Yapılacak işler:
A - Sagalassos yazısında adı geçen bütün kişileri geçtikleri sırayla yazın.
B - Sagalassos yazısını "Torosların eteğinde Büyük" sözlerinden "kaynağı olan Sagalassos.." sözlerine kadar hiç değiştirmeden aktarın.

Bir Eski Zaman Heykelinin Direnen Yalnızlığı: Sagalassos
Bir an önce görülsün diye Akdeniz / toroslarda ağaçlar / hep çocuk kalır.. (Onur Behramoğlu)
Torosların eteğinde Büyük İskender’in almak için savaştığı, İmparator Hadrian’ın altın çağ yaşattığı, Hasan Hüseyin Korkmazgil’in Ağlasun Ayşafağı’na ilham kaynağı olan Sagalassos..
Ağlasun
Torosların sarp yamaçlarında yeşil bir denizin ortasında bulunan Ağlasun; yemekleriyle, çeşitli meyveleriyle ve her noktasından adeta pınarların çağladığı, Akdeniz’in nemini kurutan, Burdur’un harika bir coğrafyası ve tarihi bir ilçesidir. Burayı ziyaret edenler açısından ilk merak edilen şeylerden biri ise adının nereden geldiğidir. Milattan sonra 11.yüzyılda, bir piskoposun adının kayıtlara “Agalassu Psikoposu” olarak geçmesiyle başlayan ve Selçuklu Türklerinin burada yerleşim kurarak bu adı benimsemiş olmaları ile kuvvetlenen bir bağdan bir adlandırma öyküsüne dayanmaktadır. Adının duyulması ise Sagalassos antik kentine 7 km uzaklığı ile duyurmaya başlayan ve ün kazanan Ağlasun; Burdur’a 35, Isparta’ya 40 ve Antalya’ya 115km uzaklıktadır. Ağlasun jeolojik yapısı neticesinde bol su kaynağına sahip bir bölgedir. Kar ve yağmur suyunun kireçtaşı katmanlarından süzülerek, yüzeye yakın killi katmanlarda belirli gözelerden çıkmaktadır. Bu sular bugün Ağlasun’un bereketli topraklarını beslemektedir. Öyle ki Sagalassos’u keşfeden ilk Batılı gezgin Paul Lucas bu konuda şöyle yazar:
“Tüm hayatımda burası kadar çok su kaynağı olan başka bir yer görmedim. Sular pınarlardan çıkar çıkmaz dereler oluşturuyor; her yere bereket ve serinlik getiriyor. Bu derelerden birini yanına uzandık ve 19’u gecesini burada geçirdik (Kasım 1706)… Bu kadar güzel bir yeri bir kez daha görebilmeyi isterdim.”

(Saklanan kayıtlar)
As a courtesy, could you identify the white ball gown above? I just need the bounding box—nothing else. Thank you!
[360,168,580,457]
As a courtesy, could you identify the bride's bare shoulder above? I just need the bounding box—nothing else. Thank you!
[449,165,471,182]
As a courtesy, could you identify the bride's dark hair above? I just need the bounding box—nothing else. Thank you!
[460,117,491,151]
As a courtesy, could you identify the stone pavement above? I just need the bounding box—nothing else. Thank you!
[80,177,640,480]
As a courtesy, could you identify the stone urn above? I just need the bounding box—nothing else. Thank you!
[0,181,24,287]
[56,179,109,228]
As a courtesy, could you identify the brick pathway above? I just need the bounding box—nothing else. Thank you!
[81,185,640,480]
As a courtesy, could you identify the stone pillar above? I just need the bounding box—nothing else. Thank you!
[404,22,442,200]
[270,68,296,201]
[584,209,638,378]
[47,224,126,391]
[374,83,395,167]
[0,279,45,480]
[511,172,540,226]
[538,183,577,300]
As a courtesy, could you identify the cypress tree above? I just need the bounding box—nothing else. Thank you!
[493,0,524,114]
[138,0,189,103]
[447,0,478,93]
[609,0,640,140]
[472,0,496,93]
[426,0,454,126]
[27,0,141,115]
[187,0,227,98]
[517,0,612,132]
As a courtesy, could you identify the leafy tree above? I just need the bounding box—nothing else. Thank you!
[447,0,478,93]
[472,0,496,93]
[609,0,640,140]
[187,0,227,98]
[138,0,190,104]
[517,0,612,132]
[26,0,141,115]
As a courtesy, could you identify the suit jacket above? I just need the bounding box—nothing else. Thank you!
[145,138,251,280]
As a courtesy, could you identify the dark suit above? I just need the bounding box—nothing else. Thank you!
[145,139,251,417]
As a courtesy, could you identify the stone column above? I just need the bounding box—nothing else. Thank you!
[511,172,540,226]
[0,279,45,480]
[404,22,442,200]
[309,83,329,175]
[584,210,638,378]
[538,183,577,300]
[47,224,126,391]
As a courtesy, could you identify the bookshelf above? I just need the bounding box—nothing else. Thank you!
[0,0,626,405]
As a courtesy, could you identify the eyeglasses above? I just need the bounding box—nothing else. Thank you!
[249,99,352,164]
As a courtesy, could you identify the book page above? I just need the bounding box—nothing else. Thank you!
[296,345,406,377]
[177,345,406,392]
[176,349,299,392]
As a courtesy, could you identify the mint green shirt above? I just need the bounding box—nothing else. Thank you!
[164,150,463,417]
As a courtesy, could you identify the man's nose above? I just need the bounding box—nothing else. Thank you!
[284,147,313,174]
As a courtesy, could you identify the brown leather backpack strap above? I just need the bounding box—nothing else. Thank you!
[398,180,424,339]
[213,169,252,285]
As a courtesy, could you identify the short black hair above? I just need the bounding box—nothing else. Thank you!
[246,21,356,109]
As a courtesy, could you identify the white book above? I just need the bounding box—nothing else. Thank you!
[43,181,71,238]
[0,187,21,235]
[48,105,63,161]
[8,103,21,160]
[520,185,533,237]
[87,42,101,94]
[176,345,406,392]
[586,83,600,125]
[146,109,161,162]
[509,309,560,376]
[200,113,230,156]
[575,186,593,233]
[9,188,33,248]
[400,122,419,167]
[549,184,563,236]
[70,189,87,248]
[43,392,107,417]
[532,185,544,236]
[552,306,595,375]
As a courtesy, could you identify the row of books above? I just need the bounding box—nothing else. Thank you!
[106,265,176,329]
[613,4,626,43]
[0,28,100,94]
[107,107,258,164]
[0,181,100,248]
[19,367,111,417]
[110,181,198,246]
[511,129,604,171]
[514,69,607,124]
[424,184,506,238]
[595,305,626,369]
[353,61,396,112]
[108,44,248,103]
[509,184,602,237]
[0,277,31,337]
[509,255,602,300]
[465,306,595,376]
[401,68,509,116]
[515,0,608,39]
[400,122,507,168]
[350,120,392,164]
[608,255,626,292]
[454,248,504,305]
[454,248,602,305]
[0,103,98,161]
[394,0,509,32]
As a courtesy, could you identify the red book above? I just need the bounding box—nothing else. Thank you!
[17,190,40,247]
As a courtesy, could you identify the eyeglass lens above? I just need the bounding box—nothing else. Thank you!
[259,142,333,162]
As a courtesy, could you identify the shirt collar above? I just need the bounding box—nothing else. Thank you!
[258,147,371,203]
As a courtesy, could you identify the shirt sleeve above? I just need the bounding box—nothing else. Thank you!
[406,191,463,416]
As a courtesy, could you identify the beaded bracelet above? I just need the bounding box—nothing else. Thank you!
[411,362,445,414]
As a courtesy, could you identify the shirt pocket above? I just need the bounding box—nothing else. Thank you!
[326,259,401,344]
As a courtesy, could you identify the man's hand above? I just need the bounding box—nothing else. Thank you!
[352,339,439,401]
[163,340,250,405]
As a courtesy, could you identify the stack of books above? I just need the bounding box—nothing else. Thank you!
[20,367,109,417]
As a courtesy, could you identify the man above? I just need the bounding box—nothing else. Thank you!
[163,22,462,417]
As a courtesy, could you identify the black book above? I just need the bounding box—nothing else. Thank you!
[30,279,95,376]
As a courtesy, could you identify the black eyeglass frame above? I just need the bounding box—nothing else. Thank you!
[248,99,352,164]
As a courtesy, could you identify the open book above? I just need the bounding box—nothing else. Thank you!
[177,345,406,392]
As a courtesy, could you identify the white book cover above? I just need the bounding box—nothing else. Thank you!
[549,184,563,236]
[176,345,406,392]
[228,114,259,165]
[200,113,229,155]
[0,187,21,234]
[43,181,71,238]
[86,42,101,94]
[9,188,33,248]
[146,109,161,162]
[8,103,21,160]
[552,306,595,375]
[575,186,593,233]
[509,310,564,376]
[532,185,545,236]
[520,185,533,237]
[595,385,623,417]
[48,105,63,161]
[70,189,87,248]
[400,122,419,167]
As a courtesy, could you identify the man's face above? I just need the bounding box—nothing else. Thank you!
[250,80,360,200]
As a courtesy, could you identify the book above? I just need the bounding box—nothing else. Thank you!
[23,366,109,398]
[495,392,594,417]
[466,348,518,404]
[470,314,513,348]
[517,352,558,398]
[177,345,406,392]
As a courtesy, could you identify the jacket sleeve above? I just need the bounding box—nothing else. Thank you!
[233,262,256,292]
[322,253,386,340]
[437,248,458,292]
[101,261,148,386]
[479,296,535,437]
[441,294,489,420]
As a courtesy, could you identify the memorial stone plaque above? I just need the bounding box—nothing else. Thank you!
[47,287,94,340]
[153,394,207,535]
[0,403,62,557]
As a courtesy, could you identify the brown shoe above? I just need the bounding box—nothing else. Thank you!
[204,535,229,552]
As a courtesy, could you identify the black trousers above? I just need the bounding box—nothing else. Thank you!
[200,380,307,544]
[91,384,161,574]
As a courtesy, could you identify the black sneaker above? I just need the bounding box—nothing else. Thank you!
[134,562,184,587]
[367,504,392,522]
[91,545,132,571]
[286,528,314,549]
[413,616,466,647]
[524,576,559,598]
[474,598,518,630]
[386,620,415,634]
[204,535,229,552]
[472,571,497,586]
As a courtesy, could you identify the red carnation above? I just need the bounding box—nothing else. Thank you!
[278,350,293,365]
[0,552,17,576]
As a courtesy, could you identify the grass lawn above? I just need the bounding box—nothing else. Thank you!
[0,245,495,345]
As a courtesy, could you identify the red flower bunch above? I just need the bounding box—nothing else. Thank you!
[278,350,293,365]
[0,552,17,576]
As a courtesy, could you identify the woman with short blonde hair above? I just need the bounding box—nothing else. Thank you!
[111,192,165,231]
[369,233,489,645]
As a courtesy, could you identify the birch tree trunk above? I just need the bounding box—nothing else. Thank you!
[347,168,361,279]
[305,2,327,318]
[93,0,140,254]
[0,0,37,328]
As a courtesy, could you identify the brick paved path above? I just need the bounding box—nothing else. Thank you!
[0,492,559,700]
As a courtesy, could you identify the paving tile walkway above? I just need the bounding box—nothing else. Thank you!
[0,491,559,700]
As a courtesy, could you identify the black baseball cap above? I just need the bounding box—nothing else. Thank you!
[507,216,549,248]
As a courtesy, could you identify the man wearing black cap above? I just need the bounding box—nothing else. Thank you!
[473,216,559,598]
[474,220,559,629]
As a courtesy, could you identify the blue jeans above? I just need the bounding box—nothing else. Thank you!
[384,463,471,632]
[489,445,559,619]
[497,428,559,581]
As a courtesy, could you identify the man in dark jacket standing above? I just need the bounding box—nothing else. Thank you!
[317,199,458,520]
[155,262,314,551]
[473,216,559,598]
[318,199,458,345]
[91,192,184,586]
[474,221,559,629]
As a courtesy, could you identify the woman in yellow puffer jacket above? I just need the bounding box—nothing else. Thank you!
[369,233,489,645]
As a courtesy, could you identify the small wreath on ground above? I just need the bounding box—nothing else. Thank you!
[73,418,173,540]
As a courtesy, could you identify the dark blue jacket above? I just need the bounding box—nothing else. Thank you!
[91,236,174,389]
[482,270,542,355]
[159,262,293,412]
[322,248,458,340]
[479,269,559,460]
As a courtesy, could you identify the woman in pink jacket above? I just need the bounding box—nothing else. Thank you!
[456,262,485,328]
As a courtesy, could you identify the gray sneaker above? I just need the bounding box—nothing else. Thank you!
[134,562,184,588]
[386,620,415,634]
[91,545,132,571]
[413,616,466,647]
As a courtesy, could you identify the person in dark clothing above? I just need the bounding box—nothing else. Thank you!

Verilen cevaplar:
A - Onur Behramoğlu, Büyük İskender, İmparator Hadrian, Hasan Hüseyin Korkmazgil, Paul Lucas

B -
Torosların eteğinde Büyük İskender’in almak için savaştığı, İmparator Hadrian’ın altın çağ yaşattığı, Hasan Hüseyin Korkmazgil’in Ağlasun Ayşafağı’na ilham kaynağı olan Sagalassos..